-- START OF Supplied records --
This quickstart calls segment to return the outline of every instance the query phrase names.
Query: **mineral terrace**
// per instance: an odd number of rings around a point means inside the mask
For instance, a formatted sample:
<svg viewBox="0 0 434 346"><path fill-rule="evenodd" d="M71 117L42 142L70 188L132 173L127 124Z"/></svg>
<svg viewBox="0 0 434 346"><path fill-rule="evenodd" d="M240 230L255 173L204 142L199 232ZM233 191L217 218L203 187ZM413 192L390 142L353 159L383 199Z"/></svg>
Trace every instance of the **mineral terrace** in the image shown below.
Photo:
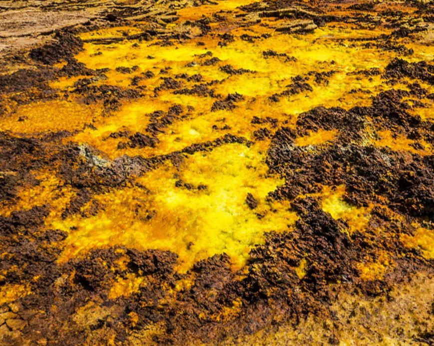
<svg viewBox="0 0 434 346"><path fill-rule="evenodd" d="M0 2L0 344L433 343L434 3Z"/></svg>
-- END OF Supplied records --
▸ **Work to be completed**: Change "mineral terrace" to "travertine step" everywhere in the data above and write the data out again with nothing else altered. Leave the pictures out.

▸ **Solved exercise**:
This quickstart calls segment to return the outline of every instance the query phrase names.
Query: **travertine step**
// per instance: an odd number of rings around a point means inside the mask
For instance, a formatted sample:
<svg viewBox="0 0 434 346"><path fill-rule="evenodd" d="M71 117L42 142L70 188L132 173L127 124Z"/></svg>
<svg viewBox="0 0 434 346"><path fill-rule="evenodd" d="M240 230L255 173L204 142L199 232ZM233 191L217 218L203 187ZM413 192L390 142L353 159L383 199Z"/></svg>
Trace every instance of the **travertine step** in the image shown below.
Photo:
<svg viewBox="0 0 434 346"><path fill-rule="evenodd" d="M0 2L0 344L433 343L434 3Z"/></svg>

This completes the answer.